### 本文
国立国会図書館 調査及び立法考査局「応急仮設住宅制度の現状と課題」『調査と情報』No.966(平成29年6月8日)
https://dl.ndl.go.jp/view/download/digidepo_10358943_po_0966.pdf?contentNo=1&alternativeNo=(令和5年7月31日閲覧)
米野史健「岩手県の借り上げ仮設住宅における退去及び居住地移動の実態」『日本建築学会計画系論文集』 第83巻、第746号、P.717~723(平成30年4月)
https://www.jstage.jst.go.jp/article/aija/83/746/83_717/_pdf/-char/ja(令和5年7月31日閲覧)
(5)応急仮設住宅の集約・解消
1) 戸数減少・期限延長の経緯等
東日本大震災では過去災害と比較しても入居は長期化したが、被災者の生活再建や、災害公営住宅への移行等が進捗するにつれ、応急仮設住宅の入居戸数・人数は着実に減少し、5年間で約半数に、10年間では約1,200人に減少した。具体的には、(2)1)図表5-2-3で示した通りである。
応急仮設住宅は、災害救助として、あくまでも一時的な居住の安定を図るために公費で原則2年間、応急的な住まいを提供する制度である。したがって、本来は、被災者の生活の安定のためにも、復興の過程で可能な限り速やかに恒久住宅に移行されることが望ましい。また、学校の敷地や民有地等に建設された仮設団地では、児童生徒や地権者が早期に使えるようにすることが求められる場合もみられた。
しかし、生活再建の目途がなかなか立たない被災者が一定数存在したほか、災害公営住宅の完成や区画整理事業等の大規模な復興まちづくり事業の完成を待つ必要のあった被災者や、原発避難者などが発生したこと等により、東日本大震災では、その供与期間が過去の災害と比しても長期にわたった。本来は2年間(建設型:完成から2年間、賃貸型:県との3者契約締結日から2年間)である設置期限については(1)3)で記載した制度に則り、県と国の協議により1年ごとに延長がなされた。その後、復興まちづくり事業の完了に伴い、令和2年度末をもって、岩手県・宮城県の被災者に対する供与は終了している。福島県内の避難指示区域についても、住宅や商業・教育施設といった生活環境整備の進捗の状況も踏まえて市町村ごとに供与が終了しており、令和3年度以降は、福島県の大熊町・双葉町からの避難者に限って、供与が継続しているところである。
######
### 提供された情報
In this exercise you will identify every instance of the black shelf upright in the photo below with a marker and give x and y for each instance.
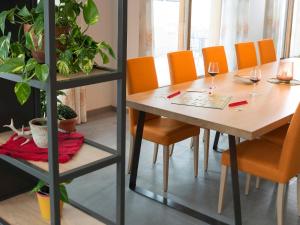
(54, 177)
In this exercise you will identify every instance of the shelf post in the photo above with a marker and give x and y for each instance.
(50, 56)
(121, 111)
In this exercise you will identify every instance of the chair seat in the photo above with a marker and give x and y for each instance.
(277, 136)
(165, 131)
(257, 157)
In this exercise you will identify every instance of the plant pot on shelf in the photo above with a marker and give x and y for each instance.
(68, 125)
(44, 203)
(39, 130)
(39, 53)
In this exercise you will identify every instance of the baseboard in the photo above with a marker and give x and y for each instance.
(101, 110)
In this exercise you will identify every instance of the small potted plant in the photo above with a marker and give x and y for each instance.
(67, 118)
(42, 193)
(39, 131)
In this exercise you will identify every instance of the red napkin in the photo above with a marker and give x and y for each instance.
(234, 104)
(68, 146)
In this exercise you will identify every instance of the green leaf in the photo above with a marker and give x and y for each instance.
(106, 46)
(38, 187)
(104, 57)
(63, 67)
(23, 92)
(41, 72)
(17, 49)
(11, 15)
(30, 65)
(29, 41)
(13, 65)
(63, 193)
(24, 12)
(5, 46)
(3, 16)
(40, 7)
(90, 12)
(86, 65)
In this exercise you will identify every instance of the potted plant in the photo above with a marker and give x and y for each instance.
(42, 193)
(76, 51)
(39, 131)
(67, 118)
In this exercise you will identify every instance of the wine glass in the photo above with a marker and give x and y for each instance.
(213, 70)
(255, 77)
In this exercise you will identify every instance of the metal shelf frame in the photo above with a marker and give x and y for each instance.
(53, 178)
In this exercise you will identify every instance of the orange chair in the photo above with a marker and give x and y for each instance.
(141, 77)
(267, 51)
(269, 161)
(215, 54)
(246, 55)
(182, 69)
(277, 137)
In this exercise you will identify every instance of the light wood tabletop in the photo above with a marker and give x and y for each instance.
(273, 106)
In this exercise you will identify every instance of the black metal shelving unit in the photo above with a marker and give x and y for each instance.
(116, 156)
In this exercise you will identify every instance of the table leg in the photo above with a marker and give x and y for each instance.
(137, 149)
(216, 141)
(235, 180)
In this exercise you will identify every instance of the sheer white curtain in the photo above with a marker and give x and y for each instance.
(146, 28)
(234, 26)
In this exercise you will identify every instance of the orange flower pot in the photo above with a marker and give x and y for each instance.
(44, 204)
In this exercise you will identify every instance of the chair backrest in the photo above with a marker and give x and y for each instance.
(215, 54)
(141, 77)
(267, 51)
(246, 55)
(289, 164)
(182, 67)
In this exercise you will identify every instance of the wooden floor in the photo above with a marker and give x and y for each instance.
(23, 210)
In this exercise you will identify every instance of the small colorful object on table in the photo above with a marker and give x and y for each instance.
(239, 103)
(173, 94)
(68, 145)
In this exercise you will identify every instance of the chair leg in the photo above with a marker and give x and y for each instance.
(280, 200)
(206, 148)
(298, 194)
(192, 144)
(223, 179)
(196, 154)
(166, 168)
(216, 141)
(257, 185)
(247, 185)
(172, 149)
(156, 147)
(130, 154)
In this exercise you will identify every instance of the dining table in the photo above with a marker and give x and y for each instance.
(272, 107)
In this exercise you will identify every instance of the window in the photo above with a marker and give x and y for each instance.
(295, 38)
(200, 30)
(165, 32)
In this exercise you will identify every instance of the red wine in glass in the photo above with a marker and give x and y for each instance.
(255, 77)
(213, 70)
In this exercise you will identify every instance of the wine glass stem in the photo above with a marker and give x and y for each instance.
(254, 88)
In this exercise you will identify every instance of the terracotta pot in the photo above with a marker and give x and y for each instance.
(39, 54)
(44, 204)
(68, 125)
(39, 130)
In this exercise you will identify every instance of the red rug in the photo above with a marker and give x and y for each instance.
(69, 145)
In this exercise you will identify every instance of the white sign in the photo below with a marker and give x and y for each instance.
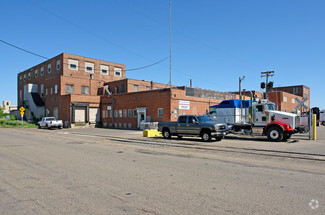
(184, 105)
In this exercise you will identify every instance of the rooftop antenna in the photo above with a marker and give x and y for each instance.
(170, 43)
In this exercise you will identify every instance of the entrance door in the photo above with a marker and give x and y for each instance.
(80, 114)
(56, 113)
(142, 115)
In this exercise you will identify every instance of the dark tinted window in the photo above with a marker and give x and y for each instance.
(182, 119)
######
* _やること一覧_:
1. 応急仮設住宅についての本文によると、東日本大震災の応急仮設住宅の入居人数は、10年間でどのくらいまで減りましたか。
2. 応急仮設住宅についての本文を、最後の文のあとから続けて書いてください。

* _各作業の結果_:
1. 約1,200人まで減りました。

2.
*1:災害救助法施行令第3条第1項(一般基準)、「災害救助法による救助の程度、方法及び期間並びに実費弁償の基準」(平成25年内閣府告示第228号)、建築基準法第85条第3項、第4項
*2:特定非常災害の被害者の権利利益の保全等を図るための特別措置に関する法律第8条、災害救助法施行令第3条第2項(特別基準:各都道府県知事協議・内閣総理大臣同意)
*3:法改正により、建築基準法第85条第5項に根拠が移管
被災した地方公共団体は、応急仮設住宅の早期解消に向けて、入居者への住まい再建の方針に関する調査、災害公営住宅・民間住宅等の入居支援、住まいの再建に必要な資金・就労の支援など、社会福祉協議会やNPO、弁護士や司法書士等の専門家と連携した重層的な支援を行った。また、こうした支援を行う地方公共団体の職員にも専門家によるアドバイスを行い支援の質の向上を図った。
岩手県や宮城県では、特に学校校庭に建設された仮設団地の撤去に向けて上記のような支援を積極的に実施した。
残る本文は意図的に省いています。